# DIRECTIONS
Write out the rows below word for word, everything from the line containing "Indicate one point for each instance of the person" down to the final row, and nothing before that line.

(Stored dataset items)
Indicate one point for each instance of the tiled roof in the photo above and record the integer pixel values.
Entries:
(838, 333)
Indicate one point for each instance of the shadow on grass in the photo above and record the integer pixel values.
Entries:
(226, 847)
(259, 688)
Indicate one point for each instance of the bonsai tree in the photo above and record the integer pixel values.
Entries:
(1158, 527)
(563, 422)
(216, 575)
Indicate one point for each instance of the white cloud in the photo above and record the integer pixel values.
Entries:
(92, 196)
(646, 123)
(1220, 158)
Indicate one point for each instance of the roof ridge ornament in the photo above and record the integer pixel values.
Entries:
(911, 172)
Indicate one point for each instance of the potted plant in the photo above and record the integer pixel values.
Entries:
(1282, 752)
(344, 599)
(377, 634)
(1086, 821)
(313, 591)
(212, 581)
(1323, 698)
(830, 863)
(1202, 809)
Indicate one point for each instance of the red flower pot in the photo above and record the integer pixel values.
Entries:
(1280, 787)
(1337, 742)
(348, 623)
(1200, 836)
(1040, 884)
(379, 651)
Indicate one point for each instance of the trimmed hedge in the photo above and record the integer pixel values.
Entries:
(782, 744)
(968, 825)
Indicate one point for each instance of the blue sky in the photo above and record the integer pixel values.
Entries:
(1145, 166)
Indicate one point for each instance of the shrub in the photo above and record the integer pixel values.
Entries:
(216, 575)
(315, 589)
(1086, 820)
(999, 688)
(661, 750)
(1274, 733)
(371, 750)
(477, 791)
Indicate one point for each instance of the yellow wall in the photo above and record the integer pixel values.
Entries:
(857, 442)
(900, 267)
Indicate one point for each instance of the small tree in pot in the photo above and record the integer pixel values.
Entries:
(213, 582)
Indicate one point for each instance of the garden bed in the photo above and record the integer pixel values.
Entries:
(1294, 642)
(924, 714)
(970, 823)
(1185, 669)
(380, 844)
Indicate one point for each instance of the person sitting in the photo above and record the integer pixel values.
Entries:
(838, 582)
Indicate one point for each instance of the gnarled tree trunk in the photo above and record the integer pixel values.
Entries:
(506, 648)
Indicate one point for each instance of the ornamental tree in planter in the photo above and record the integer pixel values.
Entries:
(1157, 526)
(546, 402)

# EXERCISE RESPONSE
Indicate one point for each instance of the person sitting in the photo above and record the integer pixel values.
Entries:
(838, 582)
Indicate one point for each instance of the gnarled tree trunk in the photo above and record the integer pixel values.
Entries:
(506, 648)
Indicate one point for each instance of the ornamental tree in planter in the photo above and record the integer pixel values.
Entries:
(1157, 526)
(546, 402)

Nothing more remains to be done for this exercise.